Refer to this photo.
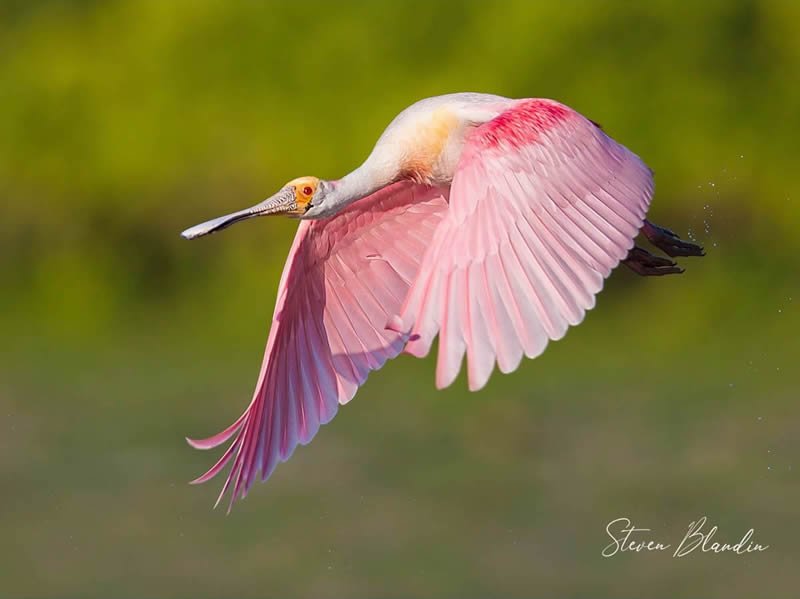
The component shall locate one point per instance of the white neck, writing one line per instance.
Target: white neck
(363, 181)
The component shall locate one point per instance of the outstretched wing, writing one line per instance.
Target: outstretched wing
(344, 277)
(543, 206)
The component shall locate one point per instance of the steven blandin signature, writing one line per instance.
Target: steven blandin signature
(625, 537)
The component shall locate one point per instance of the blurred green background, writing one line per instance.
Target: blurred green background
(122, 123)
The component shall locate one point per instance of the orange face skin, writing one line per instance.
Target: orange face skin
(304, 190)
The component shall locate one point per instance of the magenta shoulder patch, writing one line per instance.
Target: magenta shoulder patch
(521, 124)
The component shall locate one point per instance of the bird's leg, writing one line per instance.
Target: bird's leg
(646, 264)
(669, 243)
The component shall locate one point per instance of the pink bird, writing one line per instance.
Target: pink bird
(489, 221)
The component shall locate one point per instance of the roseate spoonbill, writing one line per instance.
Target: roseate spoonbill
(490, 221)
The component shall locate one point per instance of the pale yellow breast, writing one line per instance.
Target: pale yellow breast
(427, 142)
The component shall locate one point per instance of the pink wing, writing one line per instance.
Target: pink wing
(343, 278)
(543, 206)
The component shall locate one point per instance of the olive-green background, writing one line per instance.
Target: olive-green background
(122, 123)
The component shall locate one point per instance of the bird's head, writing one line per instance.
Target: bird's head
(299, 198)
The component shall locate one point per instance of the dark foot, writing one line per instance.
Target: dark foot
(669, 243)
(646, 264)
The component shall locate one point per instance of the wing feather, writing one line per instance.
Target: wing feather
(543, 206)
(344, 277)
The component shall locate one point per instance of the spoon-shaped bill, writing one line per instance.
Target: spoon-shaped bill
(283, 202)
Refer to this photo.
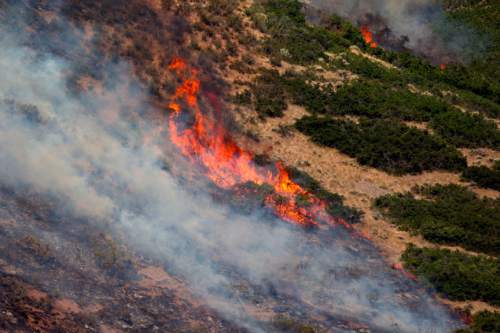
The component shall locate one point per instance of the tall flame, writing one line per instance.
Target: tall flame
(368, 37)
(207, 143)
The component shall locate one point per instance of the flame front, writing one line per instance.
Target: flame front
(368, 37)
(207, 143)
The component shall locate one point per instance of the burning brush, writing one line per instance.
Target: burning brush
(207, 143)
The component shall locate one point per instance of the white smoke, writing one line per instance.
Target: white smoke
(89, 153)
(428, 30)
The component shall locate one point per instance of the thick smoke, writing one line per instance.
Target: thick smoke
(94, 155)
(421, 26)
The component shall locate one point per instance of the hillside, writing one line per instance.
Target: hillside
(249, 166)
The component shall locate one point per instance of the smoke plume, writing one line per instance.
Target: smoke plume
(421, 26)
(99, 155)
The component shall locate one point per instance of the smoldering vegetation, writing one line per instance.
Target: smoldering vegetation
(419, 26)
(100, 157)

— What is being asked —
When you output the listing, reproduce it exactly but drop its pictures.

— Solution for this exercise —
Refer to this photo.
The component shall locate one point per instance of the white neck, writing one line per instance.
Target: white neck
(363, 181)
The component shall locate one point per instance of the outstretched wing, writing one line per instance.
Target: outstretched wing
(344, 277)
(543, 206)
The component shall locate one point per instance of the steven blandin signature, writing one line per instance.
Target: steven blandin signature
(625, 537)
The component shall locate one point per instance of the blurred green background, writing one line per instance.
Target: blurred green background
(122, 123)
The component shall locate one point per instance of the orange face skin, writing one line per instance.
Target: orange face skin
(304, 190)
The component shall locate one point per instance of the magenta shoulder patch, writing one line per instance.
Target: magenta shoulder patch
(521, 124)
The component shall locate one point per instance of the bird's leg, writing one line per instance.
Target: bird's leg
(646, 264)
(669, 243)
The component shall locate one point per instance of the pink bird, writing one line per instance.
Target: pink bird
(489, 221)
The component shall locate one point per instance of the roseate spoonbill, writing one line per instance.
Target: roseate spoonbill
(490, 221)
The component shall locate one point per instance of the pale yellow breast, writing one line per instance.
Target: pale yellow breast
(427, 142)
The component shall locate one point per instance of the pink wing, writing one line per instance.
Target: pink wing
(343, 278)
(543, 206)
The component shall locate one point per instance of the olive-green background, writing one line per instance.
Target: olive-green background
(122, 123)
The component shall locate one point per instance of the bird's head, writing one line per instance.
Target: bird's head
(299, 198)
The component shall locate one point per instance of the dark foot, writing one line per instance.
Target: dark foot
(669, 243)
(646, 264)
The component shall locate one point per instance of the wing feather, writing one line per instance.
Target: wing feather
(543, 206)
(344, 277)
The component shall locate one point per instance of the spoon-shaped bill, writing one line per instance.
Target: spoon-shaped bill
(283, 202)
Refer to this photo.
The component shall locate one point per instance of the tall flame, writing one line per instance.
Target: tall flame
(368, 37)
(207, 143)
The component shall locate one point per instance of the flame front, writing one line per instance.
Target: flame front
(368, 37)
(207, 143)
The component shall locate one point per instance of the burning brush, writing one line per instance.
Target: burning brush
(207, 143)
The component shall locate one point per instance of the white smoke, writing one line per instance.
Target: white smoke
(89, 153)
(428, 30)
The component shall locate one point per instance of the thick smoke, writing one line per instance.
Target: thick smoke
(94, 155)
(421, 26)
The component shall locate one point per instance of the hillside, writing one line per instance.
Target: hillside
(249, 166)
The component shall locate one point per instance of the smoke plume, writing one line per instance.
Target: smoke plume
(421, 26)
(99, 155)
The component shall locate one point per instance of the smoldering vegetation, writing one line per instance.
Target: smoldering vegetation
(419, 26)
(100, 157)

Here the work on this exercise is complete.